## What to work on
Copy the entries again, requests included, starting with the line that contains "BATCH JOB #2094 — Class: bare dirt patch" and going on through the end of the entries. Raise every bounding-box coordinate in the answers by 121.

## Collection entries
- - - - -
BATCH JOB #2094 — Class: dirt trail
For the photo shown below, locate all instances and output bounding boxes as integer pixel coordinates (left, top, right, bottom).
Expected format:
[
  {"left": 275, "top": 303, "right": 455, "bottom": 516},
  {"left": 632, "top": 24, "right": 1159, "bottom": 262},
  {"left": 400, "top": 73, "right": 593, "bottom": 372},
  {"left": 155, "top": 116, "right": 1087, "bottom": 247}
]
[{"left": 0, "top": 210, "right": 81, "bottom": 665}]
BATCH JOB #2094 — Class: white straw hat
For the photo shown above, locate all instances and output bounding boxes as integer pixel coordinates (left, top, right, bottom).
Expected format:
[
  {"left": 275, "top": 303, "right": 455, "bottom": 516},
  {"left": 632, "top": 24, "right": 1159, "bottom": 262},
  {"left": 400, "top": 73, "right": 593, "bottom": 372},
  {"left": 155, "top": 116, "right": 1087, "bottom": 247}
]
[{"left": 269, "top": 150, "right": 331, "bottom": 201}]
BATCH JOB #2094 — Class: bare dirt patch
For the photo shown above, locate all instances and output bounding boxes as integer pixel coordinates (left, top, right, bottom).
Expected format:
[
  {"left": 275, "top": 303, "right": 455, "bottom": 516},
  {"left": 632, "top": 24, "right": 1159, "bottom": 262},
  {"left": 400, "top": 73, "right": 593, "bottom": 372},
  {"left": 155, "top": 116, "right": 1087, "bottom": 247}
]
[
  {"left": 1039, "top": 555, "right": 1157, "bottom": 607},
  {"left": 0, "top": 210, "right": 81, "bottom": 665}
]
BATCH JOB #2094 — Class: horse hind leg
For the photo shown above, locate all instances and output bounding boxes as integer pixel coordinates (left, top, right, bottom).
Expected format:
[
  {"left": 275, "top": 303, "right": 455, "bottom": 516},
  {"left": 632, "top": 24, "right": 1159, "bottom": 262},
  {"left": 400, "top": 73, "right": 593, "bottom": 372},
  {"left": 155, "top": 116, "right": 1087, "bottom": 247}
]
- - - - -
## Answer below
BATCH JOB #2094 — Class: bare dirt patch
For the photo shown above, locate all instances and output bounding boxes as integer pixel coordinates (left, top, right, bottom).
Expected format:
[
  {"left": 275, "top": 303, "right": 455, "bottom": 516},
  {"left": 632, "top": 24, "right": 1159, "bottom": 262},
  {"left": 400, "top": 73, "right": 593, "bottom": 372},
  {"left": 155, "top": 116, "right": 1087, "bottom": 247}
]
[
  {"left": 1160, "top": 676, "right": 1278, "bottom": 728},
  {"left": 121, "top": 331, "right": 202, "bottom": 786}
]
BATCH JOB #2094 — Class: horse hind leg
For the photo shown above, locate all instances and output bounding boxes as integer pixel coordinates (left, top, right, bottom).
Expected format:
[
  {"left": 275, "top": 303, "right": 455, "bottom": 516},
  {"left": 632, "top": 24, "right": 1159, "bottom": 262},
  {"left": 400, "top": 73, "right": 593, "bottom": 372},
  {"left": 155, "top": 116, "right": 1087, "bottom": 247}
]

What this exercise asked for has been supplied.